▸ **Göreviniz**: Aşağıdaki sıfır atık metninde adı geçen bütün atık türlerini sıralayın.

▸ **Kaynak**:
'''

Geri dönüşüm var, geri dönüş yok! Yeme-içme sektöründeki “yeşil restoran”ların yükselişinden gün geçtikçe yaygınlaşan “Sıfır Atık Projesi”ne, sürdürülebilirlik kavramını ele aldık Cam, kağıt, organik, plastik, elektronik ve tıbbi atıklar gibi pek çok atığın türüne ve özelliklerine göre geri dönüştürülmesini/ geri kazanılmasını amaçlayan bir yöntem: Sıfır Atık. Bireysel olarak da herkesi ilgilendiriyor; atıklardan sorumlu olan belediyeler başta olmak üzere tüm kurumsal platformları da… Amaç belli; azalan doğal kaynakları daha verimli kullanmak, geri dönüşümü hayatın her alanına yaymak.

'''

▸ **Ham Kayıtlar**:
'''

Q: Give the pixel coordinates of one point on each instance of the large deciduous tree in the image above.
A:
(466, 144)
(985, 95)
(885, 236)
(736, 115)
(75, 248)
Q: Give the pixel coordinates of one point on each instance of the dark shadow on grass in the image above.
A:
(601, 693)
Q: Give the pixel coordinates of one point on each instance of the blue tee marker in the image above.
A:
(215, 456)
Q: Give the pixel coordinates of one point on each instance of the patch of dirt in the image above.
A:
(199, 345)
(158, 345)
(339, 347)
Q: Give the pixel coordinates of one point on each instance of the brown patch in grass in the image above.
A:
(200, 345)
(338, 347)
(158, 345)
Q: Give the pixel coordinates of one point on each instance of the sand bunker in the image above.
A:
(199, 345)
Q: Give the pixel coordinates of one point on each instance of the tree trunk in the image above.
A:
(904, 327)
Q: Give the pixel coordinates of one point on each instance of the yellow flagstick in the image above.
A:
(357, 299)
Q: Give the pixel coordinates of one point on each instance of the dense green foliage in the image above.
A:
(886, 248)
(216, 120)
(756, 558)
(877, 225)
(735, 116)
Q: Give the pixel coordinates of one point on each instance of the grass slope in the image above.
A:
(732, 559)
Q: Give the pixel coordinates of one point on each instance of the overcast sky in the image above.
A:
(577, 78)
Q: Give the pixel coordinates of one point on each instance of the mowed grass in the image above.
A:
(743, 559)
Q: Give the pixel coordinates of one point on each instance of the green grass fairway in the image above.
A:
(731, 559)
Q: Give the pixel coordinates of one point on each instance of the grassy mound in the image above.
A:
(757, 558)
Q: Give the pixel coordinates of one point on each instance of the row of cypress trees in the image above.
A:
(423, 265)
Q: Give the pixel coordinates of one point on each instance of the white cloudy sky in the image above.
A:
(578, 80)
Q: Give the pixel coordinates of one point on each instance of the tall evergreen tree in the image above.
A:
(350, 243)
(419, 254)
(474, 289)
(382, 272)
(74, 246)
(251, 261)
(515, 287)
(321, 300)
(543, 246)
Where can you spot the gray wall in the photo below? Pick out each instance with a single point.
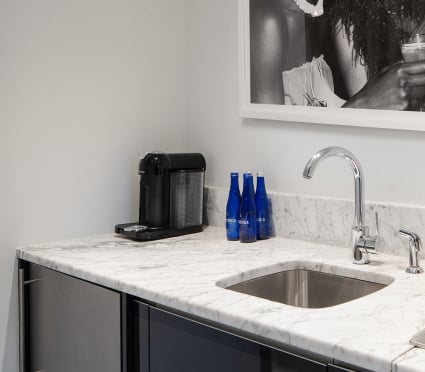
(85, 85)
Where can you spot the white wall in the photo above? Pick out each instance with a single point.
(393, 161)
(85, 85)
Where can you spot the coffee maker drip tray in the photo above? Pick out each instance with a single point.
(140, 232)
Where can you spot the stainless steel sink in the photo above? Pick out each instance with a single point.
(307, 288)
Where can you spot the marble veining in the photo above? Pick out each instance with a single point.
(412, 361)
(182, 273)
(328, 220)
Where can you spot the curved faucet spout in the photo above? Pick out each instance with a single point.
(358, 178)
(361, 242)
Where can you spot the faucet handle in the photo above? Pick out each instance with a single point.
(414, 239)
(415, 245)
(376, 225)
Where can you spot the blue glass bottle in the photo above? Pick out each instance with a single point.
(262, 209)
(247, 223)
(233, 208)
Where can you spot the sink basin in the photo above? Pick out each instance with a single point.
(307, 288)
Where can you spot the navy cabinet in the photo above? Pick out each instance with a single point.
(179, 344)
(67, 324)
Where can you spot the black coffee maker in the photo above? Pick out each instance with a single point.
(171, 196)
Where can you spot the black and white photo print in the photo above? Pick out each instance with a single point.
(364, 54)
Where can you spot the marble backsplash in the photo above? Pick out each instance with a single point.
(328, 220)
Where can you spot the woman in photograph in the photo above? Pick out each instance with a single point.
(339, 53)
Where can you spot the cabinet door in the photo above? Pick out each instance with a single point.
(178, 344)
(72, 325)
(137, 329)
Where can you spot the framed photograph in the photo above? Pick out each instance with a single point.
(321, 61)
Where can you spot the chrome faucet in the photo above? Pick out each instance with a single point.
(361, 242)
(415, 245)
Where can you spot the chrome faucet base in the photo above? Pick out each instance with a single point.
(363, 260)
(414, 270)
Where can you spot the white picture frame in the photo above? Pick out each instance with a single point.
(387, 119)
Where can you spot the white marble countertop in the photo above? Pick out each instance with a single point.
(372, 332)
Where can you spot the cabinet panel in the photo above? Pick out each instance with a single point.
(181, 345)
(72, 325)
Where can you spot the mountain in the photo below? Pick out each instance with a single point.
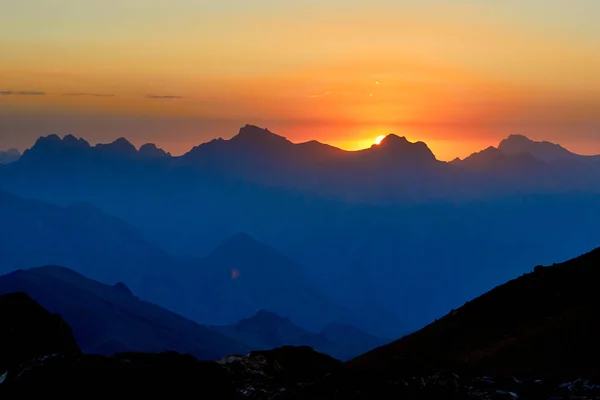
(267, 330)
(108, 319)
(242, 276)
(81, 237)
(40, 358)
(53, 149)
(107, 249)
(493, 158)
(544, 323)
(545, 151)
(350, 341)
(51, 365)
(9, 156)
(30, 331)
(387, 234)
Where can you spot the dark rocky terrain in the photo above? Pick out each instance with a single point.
(534, 337)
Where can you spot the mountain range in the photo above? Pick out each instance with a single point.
(534, 337)
(9, 156)
(266, 330)
(238, 278)
(109, 319)
(374, 231)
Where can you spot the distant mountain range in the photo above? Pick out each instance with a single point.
(374, 231)
(532, 337)
(240, 277)
(108, 319)
(266, 330)
(8, 156)
(544, 323)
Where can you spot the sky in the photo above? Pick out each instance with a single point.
(457, 74)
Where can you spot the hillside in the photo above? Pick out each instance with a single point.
(545, 322)
(109, 319)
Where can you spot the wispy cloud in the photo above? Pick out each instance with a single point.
(153, 96)
(319, 95)
(89, 94)
(22, 93)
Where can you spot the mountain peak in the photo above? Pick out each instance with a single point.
(240, 240)
(121, 146)
(544, 151)
(400, 147)
(150, 150)
(251, 134)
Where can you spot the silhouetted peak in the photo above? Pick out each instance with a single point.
(400, 147)
(121, 147)
(150, 150)
(545, 151)
(9, 156)
(251, 134)
(240, 240)
(54, 147)
(121, 287)
(264, 318)
(47, 140)
(266, 314)
(72, 141)
(54, 141)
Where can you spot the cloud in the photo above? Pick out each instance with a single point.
(22, 93)
(319, 95)
(89, 94)
(152, 96)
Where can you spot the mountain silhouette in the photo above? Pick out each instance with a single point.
(108, 319)
(544, 323)
(494, 159)
(267, 330)
(365, 227)
(544, 151)
(9, 156)
(399, 148)
(242, 276)
(29, 331)
(52, 149)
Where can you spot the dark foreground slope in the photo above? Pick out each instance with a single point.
(39, 357)
(543, 323)
(109, 319)
(535, 337)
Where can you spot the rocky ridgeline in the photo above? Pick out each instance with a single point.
(38, 356)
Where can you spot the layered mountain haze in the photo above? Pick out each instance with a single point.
(544, 151)
(109, 319)
(9, 156)
(374, 231)
(544, 323)
(267, 330)
(240, 277)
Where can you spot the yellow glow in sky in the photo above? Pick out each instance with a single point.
(181, 72)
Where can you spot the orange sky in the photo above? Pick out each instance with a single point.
(459, 75)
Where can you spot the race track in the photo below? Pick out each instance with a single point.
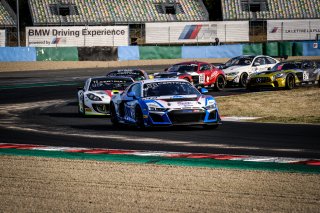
(41, 108)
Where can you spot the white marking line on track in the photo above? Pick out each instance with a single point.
(21, 107)
(265, 159)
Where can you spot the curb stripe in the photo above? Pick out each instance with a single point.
(164, 157)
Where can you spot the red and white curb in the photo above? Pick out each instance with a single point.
(238, 119)
(305, 161)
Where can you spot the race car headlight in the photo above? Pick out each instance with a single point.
(210, 106)
(232, 73)
(156, 108)
(279, 75)
(93, 97)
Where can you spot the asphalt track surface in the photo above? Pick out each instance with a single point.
(41, 108)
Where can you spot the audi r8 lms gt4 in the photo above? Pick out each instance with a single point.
(135, 74)
(286, 75)
(238, 69)
(201, 74)
(94, 98)
(164, 102)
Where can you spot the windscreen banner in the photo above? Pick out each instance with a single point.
(197, 32)
(289, 30)
(2, 38)
(77, 36)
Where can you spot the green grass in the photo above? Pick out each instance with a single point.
(300, 105)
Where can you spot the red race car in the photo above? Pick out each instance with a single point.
(201, 74)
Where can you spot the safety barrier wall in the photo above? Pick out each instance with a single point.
(12, 54)
(159, 52)
(225, 51)
(97, 53)
(57, 54)
(126, 53)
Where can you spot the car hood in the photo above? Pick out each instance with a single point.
(109, 93)
(235, 69)
(177, 102)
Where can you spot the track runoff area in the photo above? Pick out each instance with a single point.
(242, 162)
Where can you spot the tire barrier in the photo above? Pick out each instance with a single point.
(309, 50)
(252, 49)
(97, 53)
(156, 52)
(57, 54)
(14, 54)
(225, 51)
(127, 53)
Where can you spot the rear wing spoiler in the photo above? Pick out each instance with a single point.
(281, 58)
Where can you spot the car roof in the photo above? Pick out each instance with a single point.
(111, 77)
(192, 62)
(162, 80)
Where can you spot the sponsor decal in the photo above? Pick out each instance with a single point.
(190, 31)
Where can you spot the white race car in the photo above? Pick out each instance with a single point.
(239, 68)
(94, 98)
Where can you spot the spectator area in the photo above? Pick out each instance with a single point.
(270, 9)
(7, 16)
(96, 12)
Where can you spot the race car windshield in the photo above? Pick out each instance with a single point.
(136, 75)
(183, 68)
(284, 66)
(114, 84)
(168, 88)
(239, 61)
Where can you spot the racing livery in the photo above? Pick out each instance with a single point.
(164, 102)
(238, 69)
(94, 98)
(135, 74)
(201, 74)
(286, 75)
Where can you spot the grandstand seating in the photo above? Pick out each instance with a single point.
(7, 17)
(96, 12)
(274, 9)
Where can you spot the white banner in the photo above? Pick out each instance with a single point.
(77, 36)
(197, 32)
(305, 29)
(2, 38)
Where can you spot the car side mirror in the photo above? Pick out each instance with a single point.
(132, 94)
(203, 90)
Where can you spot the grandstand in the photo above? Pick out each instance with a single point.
(7, 16)
(270, 9)
(106, 12)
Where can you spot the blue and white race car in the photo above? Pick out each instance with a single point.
(164, 102)
(94, 98)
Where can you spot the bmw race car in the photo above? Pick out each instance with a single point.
(135, 74)
(94, 98)
(286, 75)
(164, 102)
(238, 69)
(201, 74)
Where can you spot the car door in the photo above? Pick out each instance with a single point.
(260, 64)
(205, 70)
(130, 102)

'''

▸ **Görev Çözümü**: Cam, kağıt, organik, plastik, elektronik, tıbbi